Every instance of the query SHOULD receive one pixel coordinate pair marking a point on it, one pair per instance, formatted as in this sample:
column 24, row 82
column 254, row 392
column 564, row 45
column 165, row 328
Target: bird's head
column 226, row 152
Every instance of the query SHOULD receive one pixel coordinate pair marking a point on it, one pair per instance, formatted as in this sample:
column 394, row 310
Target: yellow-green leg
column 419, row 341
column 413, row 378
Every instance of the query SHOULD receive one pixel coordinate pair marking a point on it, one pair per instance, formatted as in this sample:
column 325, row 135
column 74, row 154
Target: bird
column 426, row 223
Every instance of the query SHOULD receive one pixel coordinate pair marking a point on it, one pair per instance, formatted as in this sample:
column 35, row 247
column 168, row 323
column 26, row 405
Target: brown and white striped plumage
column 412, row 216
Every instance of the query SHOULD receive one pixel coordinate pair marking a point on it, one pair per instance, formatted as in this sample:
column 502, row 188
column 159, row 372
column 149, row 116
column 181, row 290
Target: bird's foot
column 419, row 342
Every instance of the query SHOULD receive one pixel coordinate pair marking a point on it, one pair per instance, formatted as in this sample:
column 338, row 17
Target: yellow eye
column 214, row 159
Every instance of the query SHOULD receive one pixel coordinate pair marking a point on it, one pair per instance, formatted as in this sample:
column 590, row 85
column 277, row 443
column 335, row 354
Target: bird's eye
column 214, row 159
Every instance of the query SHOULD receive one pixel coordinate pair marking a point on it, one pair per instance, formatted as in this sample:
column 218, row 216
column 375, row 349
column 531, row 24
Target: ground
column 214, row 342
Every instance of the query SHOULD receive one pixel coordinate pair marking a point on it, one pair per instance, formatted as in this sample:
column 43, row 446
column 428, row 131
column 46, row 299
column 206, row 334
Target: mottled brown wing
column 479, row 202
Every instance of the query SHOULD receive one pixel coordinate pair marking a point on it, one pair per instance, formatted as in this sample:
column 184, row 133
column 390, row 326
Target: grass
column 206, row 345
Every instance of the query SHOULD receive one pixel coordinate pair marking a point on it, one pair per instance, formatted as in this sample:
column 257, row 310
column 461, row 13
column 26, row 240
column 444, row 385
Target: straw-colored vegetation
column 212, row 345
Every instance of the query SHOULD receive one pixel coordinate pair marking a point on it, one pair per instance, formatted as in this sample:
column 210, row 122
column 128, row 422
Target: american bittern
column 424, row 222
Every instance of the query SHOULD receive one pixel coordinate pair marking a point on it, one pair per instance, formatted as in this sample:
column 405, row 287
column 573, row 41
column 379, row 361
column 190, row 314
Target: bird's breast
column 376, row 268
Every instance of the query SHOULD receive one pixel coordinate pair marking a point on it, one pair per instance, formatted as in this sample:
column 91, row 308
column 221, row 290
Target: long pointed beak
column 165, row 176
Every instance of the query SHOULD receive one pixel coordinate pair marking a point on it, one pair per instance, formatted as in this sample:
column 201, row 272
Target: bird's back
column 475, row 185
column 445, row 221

(STATED EXERCISE)
Reproduce the item lines verbatim, starting with the first line of the items and going on through the line with "column 413, row 378", both ends included.

(WRITTEN RESPONSE)
Every instance of the query SHOULD receive one pixel coordinate pair marking a point on it, one pair per instance, formatted as in this sample:
column 24, row 82
column 254, row 392
column 564, row 45
column 165, row 328
Target: bird's head
column 226, row 152
Every instance of the query SHOULD receive one pixel coordinate pair marking a point on it, one pair per instance, formatted as in this sample:
column 394, row 310
Target: yellow-green leg
column 419, row 341
column 413, row 378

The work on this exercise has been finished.